§ RECORDS FOR THE TASK:
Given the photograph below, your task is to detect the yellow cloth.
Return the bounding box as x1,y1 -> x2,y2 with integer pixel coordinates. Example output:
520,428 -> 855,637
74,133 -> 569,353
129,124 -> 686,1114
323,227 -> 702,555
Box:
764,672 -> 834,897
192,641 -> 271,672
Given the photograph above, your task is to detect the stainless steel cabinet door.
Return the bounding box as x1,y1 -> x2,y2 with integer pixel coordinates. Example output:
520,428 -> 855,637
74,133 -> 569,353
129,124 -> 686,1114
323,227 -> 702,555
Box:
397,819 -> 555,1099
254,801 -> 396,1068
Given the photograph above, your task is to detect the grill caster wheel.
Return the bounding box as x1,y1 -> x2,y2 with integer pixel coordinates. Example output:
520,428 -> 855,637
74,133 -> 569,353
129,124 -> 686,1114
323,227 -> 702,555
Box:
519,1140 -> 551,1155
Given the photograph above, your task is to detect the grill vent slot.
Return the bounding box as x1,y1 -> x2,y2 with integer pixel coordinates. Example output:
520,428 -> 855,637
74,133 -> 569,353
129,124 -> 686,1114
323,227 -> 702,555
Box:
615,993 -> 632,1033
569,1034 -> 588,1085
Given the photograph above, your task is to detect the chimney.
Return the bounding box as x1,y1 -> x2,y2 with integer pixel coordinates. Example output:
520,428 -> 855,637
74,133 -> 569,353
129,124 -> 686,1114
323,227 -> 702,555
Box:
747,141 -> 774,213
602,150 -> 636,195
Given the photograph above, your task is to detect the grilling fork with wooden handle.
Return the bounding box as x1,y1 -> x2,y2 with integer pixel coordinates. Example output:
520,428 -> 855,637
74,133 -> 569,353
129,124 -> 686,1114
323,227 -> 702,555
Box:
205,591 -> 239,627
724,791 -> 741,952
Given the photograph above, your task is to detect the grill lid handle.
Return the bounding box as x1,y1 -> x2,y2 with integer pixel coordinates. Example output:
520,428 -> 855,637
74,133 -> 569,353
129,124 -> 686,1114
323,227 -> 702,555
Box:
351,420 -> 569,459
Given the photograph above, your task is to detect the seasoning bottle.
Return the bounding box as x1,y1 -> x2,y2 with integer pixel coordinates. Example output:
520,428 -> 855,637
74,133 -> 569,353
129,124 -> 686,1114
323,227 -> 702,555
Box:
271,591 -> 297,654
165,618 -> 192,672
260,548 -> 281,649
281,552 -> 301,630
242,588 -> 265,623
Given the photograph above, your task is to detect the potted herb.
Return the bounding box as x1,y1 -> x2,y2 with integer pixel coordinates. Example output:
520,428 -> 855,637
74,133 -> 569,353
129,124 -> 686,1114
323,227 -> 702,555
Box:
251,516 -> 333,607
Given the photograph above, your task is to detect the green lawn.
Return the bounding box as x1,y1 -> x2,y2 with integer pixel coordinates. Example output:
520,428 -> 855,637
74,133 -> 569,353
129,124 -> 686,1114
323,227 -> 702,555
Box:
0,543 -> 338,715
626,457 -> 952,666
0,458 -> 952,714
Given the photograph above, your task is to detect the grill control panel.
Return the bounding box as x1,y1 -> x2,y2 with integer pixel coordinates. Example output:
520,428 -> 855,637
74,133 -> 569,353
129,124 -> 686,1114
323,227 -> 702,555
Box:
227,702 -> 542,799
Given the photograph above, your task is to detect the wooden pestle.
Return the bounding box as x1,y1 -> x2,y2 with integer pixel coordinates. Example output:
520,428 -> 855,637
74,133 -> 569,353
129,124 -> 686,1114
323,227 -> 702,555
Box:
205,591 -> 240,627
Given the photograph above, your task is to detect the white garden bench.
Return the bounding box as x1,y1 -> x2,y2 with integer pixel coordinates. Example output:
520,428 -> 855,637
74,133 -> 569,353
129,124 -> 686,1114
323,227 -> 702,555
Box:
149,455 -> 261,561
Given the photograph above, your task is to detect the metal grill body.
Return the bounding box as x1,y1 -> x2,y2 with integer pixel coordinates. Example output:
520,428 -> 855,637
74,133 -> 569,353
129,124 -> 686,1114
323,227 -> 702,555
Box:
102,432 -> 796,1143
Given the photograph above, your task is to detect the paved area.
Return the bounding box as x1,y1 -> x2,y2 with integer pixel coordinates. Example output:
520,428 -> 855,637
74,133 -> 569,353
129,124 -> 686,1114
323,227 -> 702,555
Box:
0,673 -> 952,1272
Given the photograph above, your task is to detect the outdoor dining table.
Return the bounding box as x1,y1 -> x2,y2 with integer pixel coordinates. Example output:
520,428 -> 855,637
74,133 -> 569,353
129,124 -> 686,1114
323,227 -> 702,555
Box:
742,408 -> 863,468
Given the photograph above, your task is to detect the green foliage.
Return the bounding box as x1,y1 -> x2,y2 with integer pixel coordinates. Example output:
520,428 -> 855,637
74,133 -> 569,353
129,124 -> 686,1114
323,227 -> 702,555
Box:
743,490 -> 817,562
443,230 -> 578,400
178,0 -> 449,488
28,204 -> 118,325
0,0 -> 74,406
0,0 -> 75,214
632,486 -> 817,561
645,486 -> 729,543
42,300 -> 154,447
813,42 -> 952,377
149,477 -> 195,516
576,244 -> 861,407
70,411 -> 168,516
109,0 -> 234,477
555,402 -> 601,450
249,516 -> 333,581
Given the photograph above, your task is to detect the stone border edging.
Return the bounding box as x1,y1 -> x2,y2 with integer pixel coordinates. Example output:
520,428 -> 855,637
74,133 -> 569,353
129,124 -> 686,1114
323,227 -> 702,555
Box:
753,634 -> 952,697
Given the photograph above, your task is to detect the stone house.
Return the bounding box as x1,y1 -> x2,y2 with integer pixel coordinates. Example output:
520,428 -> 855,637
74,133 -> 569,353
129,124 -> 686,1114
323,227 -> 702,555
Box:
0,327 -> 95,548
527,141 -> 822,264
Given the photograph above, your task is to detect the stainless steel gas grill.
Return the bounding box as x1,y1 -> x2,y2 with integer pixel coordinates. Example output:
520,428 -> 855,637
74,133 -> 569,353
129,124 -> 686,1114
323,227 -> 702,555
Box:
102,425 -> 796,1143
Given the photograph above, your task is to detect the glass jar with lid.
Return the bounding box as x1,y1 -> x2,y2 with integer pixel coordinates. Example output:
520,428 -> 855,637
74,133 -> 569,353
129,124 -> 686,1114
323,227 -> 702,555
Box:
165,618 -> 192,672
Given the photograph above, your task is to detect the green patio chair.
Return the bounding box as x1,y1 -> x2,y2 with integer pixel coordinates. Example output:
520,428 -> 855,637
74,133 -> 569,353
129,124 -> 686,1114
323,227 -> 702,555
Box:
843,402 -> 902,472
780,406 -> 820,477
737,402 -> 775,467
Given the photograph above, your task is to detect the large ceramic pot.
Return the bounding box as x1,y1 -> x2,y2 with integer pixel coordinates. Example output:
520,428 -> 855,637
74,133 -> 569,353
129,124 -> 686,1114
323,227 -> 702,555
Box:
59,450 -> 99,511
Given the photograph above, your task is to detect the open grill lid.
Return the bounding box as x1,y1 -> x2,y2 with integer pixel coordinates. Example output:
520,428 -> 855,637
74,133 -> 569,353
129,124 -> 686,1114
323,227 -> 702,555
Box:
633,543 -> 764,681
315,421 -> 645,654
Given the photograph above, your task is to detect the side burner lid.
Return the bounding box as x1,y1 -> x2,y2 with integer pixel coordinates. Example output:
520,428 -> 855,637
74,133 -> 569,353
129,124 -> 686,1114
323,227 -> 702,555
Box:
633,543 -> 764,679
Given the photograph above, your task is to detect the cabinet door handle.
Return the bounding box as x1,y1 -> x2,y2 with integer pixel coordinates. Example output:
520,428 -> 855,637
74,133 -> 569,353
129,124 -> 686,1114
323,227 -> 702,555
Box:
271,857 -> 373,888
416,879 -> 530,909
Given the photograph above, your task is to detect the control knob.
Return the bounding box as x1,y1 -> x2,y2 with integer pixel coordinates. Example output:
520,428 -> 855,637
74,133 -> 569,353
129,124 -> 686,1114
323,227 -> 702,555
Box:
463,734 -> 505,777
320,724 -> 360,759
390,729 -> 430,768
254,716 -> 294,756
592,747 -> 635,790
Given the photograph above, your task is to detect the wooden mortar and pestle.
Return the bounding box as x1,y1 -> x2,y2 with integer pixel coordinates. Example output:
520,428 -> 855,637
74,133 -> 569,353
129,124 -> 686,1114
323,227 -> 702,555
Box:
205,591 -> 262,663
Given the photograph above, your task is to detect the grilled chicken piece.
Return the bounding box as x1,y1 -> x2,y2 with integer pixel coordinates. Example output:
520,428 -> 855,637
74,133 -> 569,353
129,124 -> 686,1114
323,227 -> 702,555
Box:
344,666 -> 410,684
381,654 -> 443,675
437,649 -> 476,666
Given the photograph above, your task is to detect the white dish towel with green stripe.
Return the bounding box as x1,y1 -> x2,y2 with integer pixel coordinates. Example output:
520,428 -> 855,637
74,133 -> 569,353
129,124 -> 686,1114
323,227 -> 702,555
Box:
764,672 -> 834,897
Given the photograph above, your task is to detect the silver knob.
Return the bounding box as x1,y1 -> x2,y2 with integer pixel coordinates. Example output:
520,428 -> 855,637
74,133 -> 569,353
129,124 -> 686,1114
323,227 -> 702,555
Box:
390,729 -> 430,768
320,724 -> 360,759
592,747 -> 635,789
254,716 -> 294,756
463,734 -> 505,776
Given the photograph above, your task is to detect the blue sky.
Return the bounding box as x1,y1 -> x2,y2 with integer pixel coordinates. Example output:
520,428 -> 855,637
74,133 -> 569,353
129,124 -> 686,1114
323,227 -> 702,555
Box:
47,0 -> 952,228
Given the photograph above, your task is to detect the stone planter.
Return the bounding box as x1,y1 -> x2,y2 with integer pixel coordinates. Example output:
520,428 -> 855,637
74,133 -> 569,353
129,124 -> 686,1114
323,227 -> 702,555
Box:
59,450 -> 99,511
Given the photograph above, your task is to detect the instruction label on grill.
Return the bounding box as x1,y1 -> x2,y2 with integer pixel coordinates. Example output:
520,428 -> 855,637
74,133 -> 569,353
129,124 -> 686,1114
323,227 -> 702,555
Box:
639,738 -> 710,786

§ DIRECTION:
Reproduce word for word the stretch of the listing from the line containing "Given the photograph above, your task is to detect the grilling" through the line containing "724,791 -> 741,952".

§ SOLUTION TO THIS TASK:
Given the photograph above, your task is to detect the grilling fork with wooden handle.
Return the bounding box as x1,y1 -> x2,y2 with integer pixel coordinates. Example output:
520,428 -> 855,637
74,133 -> 569,353
129,124 -> 686,1114
323,227 -> 702,555
Box:
205,591 -> 239,627
724,791 -> 741,952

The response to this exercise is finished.